Série de tâches:
a – Relevez dans l'extrait sur les frontières de l'Afghanistan les voies réellement praticables pour pénétrer des possessions anglaises dans l'intérieur du pays par la frontière est.
b – D'après l'extrait sur les frontières de l'Afghanistan, depuis quelle année le Balouchistan est-il placé sous le protectorat de l'Angleterre ?
c – Transcrivez l'extrait sur les frontières de l'Afghanistan depuis « Les places ou » jusqu'à « Girishk, Kandahar, Kala-Fathi-Ula. » inclus.

Extrait retenu:
● ● ● ●
Les places ou principaux postes fortifiés établis par les Afghans sur cette frontière sont : Kala-Mir, Mel-Guidar, Kala-Nau, Kala-Bust, Kala-i-Sadu, Kala-Abdula, Makam, Pain-Kala, Kahun, et, en seconde ligne, Girishk, Kandahar, Kala-Fathi-Ula.

Par sa frontière du sud, l’Afghanistan est séparé du Balouchistan.

Depuis 1877, ce pays s’est placé sous le protectorat de l’Angleterre, et la ville de Quetta, située à une vingtaine de kilomètres à peine de la frontière afghane, est occupée par une garnison anglo-indienne.

D. — FRONTIÈRE DE L’EST.

À l’est, la frontière afghane suit la ligne des monts Soleiman, qui la séparent du Pendjab (Inde anglaise). Elle se prolonge ensuite, vers le nord, par une ligne idéale qui suit la base des monts Sefid, traverse le Caboul-Daria, en amont du fort anglais de Michni, coupe la rivière Lundai, au-dessus du fort anglais Abazai, à 16 kilomètres en aval de la petite ville afghane de Dagh, décrit ensuite un arc de cercle jusqu’à sa rencontre avec le fleuve Indus, vers 70°, 40’ longitude E., et 34°, 1’ latitude N., se redresse pour suivre, pendant une trentaine de milles, le cours de ce fleuve, pénètre dans le massif montagneux du Kafaristan et va rejoindre le lac Victoria.

Par sa frontière est, l’Afghanistan est séparé de l’empire anglo-indien (Pendjab, Kashmir, Raskum, etc.).

Ainsi que nous le verrons plus loin, il n’y a, pour pénétrer des possessions anglaises dans l’intérieur du pays à travers cette frontière, que trois voies réellement praticables, qui sont les défilés de Gomul, de Korum et la passe de Khyber.

Les principaux postes afghans que nous trouvons de ce côté sont, en partant de l’ouest, Maskham, avant-poste à l’entrée du défilé de Gomul ; Jundoola, Ali-Medsjid, situé à l’entrée du défilé de Khyber, Dagh, et, en seconde ligne, Ghazni, Mohamed-Azim et Jellalabad.

La sécurité de la frontière des Indes anglaises qui fait face à la frontière orientale de l’Afghanistan, est assurée par une chaîne de forts plus ou moins importants ou de postes avancés, construits à des intervalles de 5 à 16 kilomètres, et situés principalement au débouché des défilés qui permettraient de descendre des montagnes.

Au nord, nous voyons d’abord l’importante place de Peshawar, entourée d’un système de fortifications qui donne à tout ce district et à toute la vallée inférieure du Caboul-Daria l’aspect d’un vaste camp retranché.

Ce système défensif se compose de sept forts détachés se reliant entre eux ; ce sont : le fort de Jumrood, à l’entrée du défilé du Khyber ; le fort Bara et le fort Makeson, au sud-ouest de Peshawar ; le fort Michni, sur la rivière du même nom ; le fort Abazai, sur la rivière Lundai ; le fort Jung, le fort de Toroo et le fort de Torbela, près de l’Indus.
● ● ● ●
Données affichées:
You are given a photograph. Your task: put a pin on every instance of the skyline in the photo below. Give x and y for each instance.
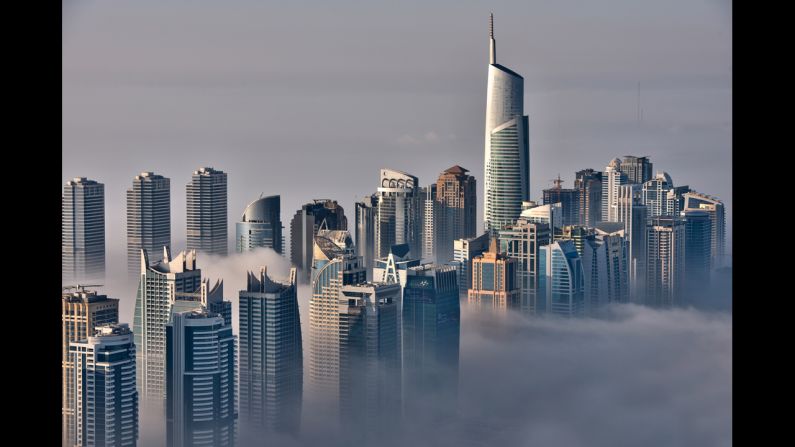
(442, 124)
● ● ● ●
Réponses de l'exercice:
a – Le défilé de Gomul, le défilé de Korum et la passe de Khyber.

b – Depuis 1877.

c –
Les places ou principaux postes fortifiés établis par les Afghans sur cette frontière sont : Kala-Mir, Mel-Guidar, Kala-Nau, Kala-Bust, Kala-i-Sadu, Kala-Abdula, Makam, Pain-Kala, Kahun, et, en seconde ligne, Girishk, Kandahar, Kala-Fathi-Ula.